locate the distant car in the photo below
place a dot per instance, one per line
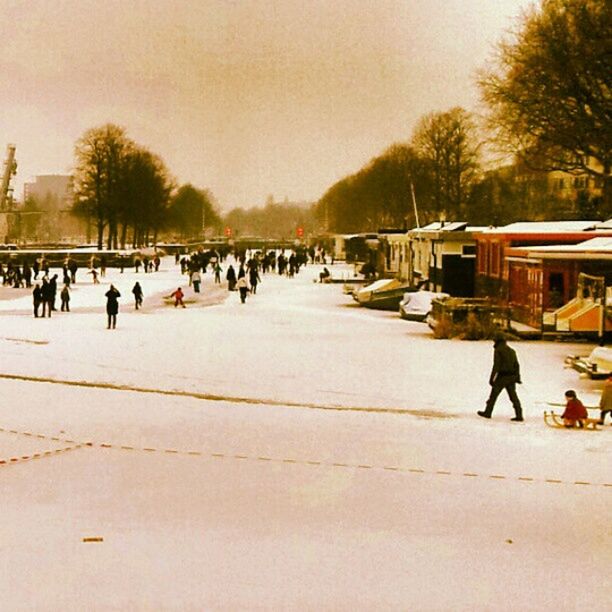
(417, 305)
--
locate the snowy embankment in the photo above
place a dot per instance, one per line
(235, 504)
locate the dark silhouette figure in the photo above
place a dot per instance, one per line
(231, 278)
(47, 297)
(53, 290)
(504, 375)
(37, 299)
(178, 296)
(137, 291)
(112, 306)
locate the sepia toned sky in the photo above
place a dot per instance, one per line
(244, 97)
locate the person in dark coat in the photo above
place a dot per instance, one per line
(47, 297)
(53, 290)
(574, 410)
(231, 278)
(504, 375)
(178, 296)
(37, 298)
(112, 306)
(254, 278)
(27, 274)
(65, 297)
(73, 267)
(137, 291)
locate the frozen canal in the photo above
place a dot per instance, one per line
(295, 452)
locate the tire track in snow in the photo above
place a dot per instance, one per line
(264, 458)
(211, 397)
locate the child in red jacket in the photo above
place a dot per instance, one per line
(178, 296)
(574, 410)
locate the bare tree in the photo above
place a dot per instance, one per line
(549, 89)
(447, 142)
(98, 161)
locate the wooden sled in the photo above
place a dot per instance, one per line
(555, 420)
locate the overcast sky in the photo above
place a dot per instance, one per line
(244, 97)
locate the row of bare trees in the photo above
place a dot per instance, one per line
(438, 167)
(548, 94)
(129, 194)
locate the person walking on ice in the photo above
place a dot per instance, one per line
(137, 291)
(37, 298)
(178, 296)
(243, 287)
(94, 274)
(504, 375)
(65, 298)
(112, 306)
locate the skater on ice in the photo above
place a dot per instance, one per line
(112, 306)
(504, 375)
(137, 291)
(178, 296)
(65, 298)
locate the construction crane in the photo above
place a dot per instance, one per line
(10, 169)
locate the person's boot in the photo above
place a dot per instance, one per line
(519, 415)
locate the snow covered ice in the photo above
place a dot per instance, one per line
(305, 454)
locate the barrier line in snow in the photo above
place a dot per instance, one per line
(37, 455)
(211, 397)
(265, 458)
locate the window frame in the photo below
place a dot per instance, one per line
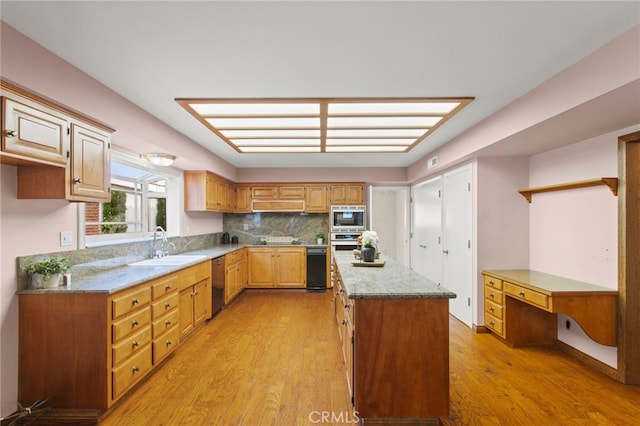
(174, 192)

Instructions for the task ▸
Please return each line in the entries above that contains the word "dark", treating uppercase and lowercase as different.

Result below ▸
locate the dark silhouette figure in the photo above
locate the person in dark coat in the photo above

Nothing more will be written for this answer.